Once "point: the white pompom on hat in this photo" turns up in a line below, reproduce that line and those after it exactly, stopping after the line with "point: the tree in this photo"; leave pictures out.

## GIVEN RECORDS
● ● ● ● ● ● ●

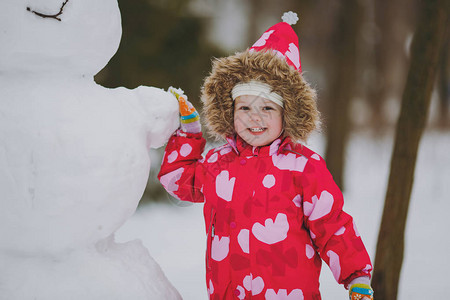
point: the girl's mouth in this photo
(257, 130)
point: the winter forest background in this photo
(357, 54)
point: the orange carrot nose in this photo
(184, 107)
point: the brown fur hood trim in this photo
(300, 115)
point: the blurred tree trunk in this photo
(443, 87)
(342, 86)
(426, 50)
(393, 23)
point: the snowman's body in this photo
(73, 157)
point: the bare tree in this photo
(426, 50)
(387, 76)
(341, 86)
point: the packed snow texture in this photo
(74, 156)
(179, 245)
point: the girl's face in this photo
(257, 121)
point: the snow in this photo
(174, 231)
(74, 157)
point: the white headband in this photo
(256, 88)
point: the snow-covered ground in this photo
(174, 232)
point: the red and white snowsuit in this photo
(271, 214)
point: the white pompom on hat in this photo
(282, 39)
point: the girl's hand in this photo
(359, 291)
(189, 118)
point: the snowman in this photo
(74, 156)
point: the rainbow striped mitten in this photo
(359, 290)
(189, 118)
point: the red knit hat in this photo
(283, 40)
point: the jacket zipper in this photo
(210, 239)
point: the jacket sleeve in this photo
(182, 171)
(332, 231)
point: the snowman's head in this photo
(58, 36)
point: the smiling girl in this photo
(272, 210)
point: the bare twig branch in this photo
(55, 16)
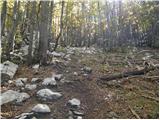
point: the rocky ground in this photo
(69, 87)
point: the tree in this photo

● ● ● ● ● ● ●

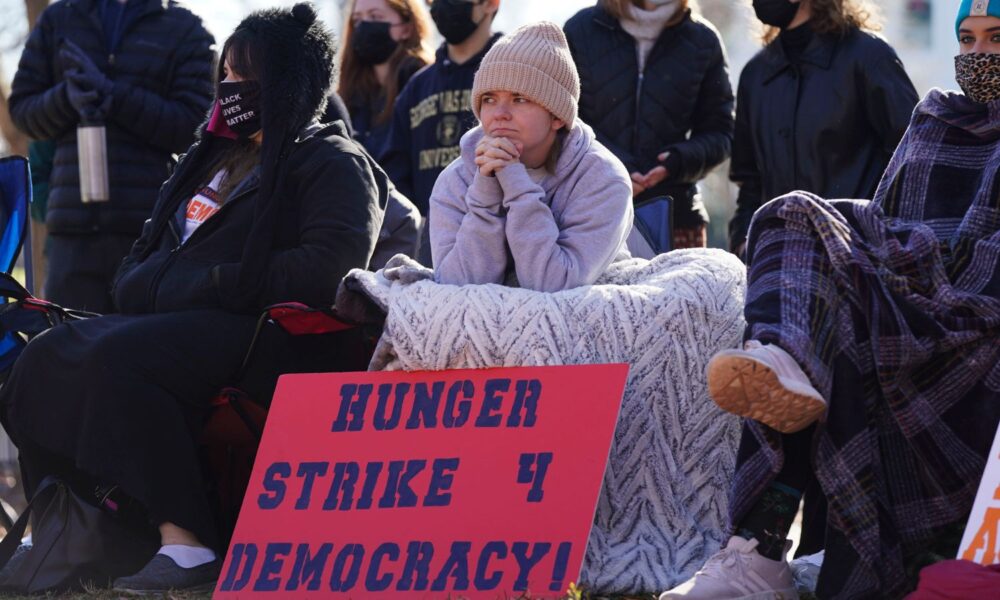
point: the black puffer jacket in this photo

● ● ● ● ● ● ●

## EXERCISE RESPONSE
point: the white pompom on hat in this photo
(282, 39)
point: the girl's hand in this photo
(359, 291)
(189, 118)
point: the snowman in this photo
(74, 156)
point: the rainbow striped mitten in this photo
(359, 290)
(189, 118)
point: the red knit hat in this photo
(283, 40)
point: the jacket zipper in this photo
(210, 239)
point: the jacket sleeve in this photo
(182, 171)
(332, 231)
point: the snowman's head in this photo
(58, 36)
point: the smiling girl in this photo
(272, 210)
point: the bare twig branch in this photo
(55, 16)
point: the rocky ground in this photo
(69, 87)
point: the tree in this photo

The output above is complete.